Input Start Marker
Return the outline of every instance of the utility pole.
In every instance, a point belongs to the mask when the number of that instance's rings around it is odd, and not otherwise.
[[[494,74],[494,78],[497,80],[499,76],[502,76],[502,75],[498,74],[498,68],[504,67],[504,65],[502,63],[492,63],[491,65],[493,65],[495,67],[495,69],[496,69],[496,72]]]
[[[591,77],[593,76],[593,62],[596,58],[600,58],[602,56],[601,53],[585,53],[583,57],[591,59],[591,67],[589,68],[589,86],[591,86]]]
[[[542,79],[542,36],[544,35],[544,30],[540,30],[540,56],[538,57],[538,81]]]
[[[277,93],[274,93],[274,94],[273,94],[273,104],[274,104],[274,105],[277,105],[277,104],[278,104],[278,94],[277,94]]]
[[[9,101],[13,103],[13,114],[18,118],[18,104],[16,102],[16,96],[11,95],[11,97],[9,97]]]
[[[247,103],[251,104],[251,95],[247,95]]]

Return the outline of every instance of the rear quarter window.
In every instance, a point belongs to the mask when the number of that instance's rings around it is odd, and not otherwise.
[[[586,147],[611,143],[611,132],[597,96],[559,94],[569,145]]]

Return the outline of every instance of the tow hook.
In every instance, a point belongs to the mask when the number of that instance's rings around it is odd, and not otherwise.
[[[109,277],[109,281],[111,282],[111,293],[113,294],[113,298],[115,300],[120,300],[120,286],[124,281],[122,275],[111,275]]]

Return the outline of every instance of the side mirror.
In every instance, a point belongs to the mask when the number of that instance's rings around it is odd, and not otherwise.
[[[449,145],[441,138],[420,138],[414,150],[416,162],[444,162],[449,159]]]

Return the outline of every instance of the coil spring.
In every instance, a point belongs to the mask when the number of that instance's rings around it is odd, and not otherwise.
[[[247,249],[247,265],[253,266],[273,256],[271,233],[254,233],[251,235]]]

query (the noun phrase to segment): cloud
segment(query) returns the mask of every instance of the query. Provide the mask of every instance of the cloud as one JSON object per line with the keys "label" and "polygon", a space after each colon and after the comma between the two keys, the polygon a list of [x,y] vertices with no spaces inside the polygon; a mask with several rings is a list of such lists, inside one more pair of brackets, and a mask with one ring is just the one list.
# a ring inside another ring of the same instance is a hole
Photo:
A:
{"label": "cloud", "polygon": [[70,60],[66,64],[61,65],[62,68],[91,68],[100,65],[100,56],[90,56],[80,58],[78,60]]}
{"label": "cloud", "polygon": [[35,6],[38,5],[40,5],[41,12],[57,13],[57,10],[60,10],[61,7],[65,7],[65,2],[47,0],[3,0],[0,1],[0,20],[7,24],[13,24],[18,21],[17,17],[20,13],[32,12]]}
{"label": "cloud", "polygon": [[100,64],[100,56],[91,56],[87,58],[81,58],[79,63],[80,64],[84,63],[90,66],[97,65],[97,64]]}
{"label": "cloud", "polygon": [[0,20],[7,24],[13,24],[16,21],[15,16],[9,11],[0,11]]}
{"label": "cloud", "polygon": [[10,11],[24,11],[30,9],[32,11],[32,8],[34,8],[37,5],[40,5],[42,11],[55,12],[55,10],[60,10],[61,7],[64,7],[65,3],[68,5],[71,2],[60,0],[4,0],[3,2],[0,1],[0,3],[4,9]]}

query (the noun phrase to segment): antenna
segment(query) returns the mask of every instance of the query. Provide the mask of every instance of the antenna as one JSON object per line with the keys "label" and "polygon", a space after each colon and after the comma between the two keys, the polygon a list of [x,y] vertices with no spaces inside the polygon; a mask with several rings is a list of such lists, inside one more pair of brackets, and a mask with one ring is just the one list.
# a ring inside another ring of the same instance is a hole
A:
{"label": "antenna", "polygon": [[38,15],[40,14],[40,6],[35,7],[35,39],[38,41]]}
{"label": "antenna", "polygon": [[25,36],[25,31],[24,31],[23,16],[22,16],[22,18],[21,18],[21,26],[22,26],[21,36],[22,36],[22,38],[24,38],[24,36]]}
Input End Marker
# [Exercise prompt]
Retype word for word everything in the listing above from the line that holds "Return the outline of every instance of the coil" down to the line that holds "query (the noun phrase to segment): cloud". Keep both end lines and leave out the rest.

# [Task answer]
Return the outline of every instance of the coil spring.
In every instance, a point belongs to the mask when the number of that instance's rings around it is odd, and not otherwise.
[[[247,249],[247,265],[253,266],[273,256],[271,233],[254,233],[251,235]]]

query (the noun phrase to segment): cloud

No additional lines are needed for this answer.